### READING PASSAGE
--- BEGIN ---

Rohith, a second-year research scholar from the science, technology and society studies department, and others were suspended from the hostel last September following allegations that they attacked a leader of the Akhil Bharatiya Vidyarthi Parishad after a screening of the controversial documentary Muzaffarnagar Baaqi Hai.

Students alleged Dattatreya wrote to human resource development minister Smriti Irani, recommending the five students be suspended.

Earlier this month, the five students – all members of the Ambedkar Students Union — were thrown out of the hostel amid allegations that they were denied access to campus facilities, except their classrooms and respective workshops, on recommendation by an executive committee of the university.

Since then, they were protesting against the “undemocratic” “social boycott”, sleeping in a makeshift tent on the campus. They also laid siege to the administrative building in protest.

Student groups at the university have demanded action against Appa Rao and ABVP leader Susheel Kumar – who had lodged the original complaint against the five students.

--- END ---

### INFORMATION SHOWN
--- BEGIN ---

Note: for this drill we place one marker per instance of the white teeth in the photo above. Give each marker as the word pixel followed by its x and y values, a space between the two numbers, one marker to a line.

--- END ---

### COMPLETE THE FOLLOWING
a. For each statement, say yes or no depending on whether the article about the suspended students agrees with it, and quote the words from the article that decide it: (i) The five students all belonged to the Ambedkar Students Union. (ii) Rohith was a first-year research scholar. (iii) While protesting, the students slept in a makeshift tent on the campus.
b. Write the next part of the article about the suspended students, picking up right after its final sentence.
The lines have nothing to do with what is asked here.

### EXERCISE ANSWERS
a.
(i) Yes: "all members of the Ambedkar Students Union"
(ii) No: "a second-year research scholar"
(iii) Yes: "sleeping in a makeshift tent on the campus"

b.
The 28-year-old hailing from Guntur district in Andhra Pradesh was found hanging at a friend’s hostel room around 7.30 pm on Sunday. The 28-year-old came from a poor background and held a scholarship under the University Grants Commission’s Junior Research Fellowship programme.

As news spread of his death, hundreds gathered at the university and social media was flooded with quotes from his suicide note, where he wrote in great detail about his dreams of becoming a writer and scientist. He also alleged that he hadn’t received his fellowship money for several months.

“The value of a man was reduced to his immediate identity and nearest possibility. To a vote. To a number. To a thing. Never was a man treated as a mind. As a glorious thing made up of star dust. In very field, in studies, in streets, in politics, and in dying and living,” he wrote in the note.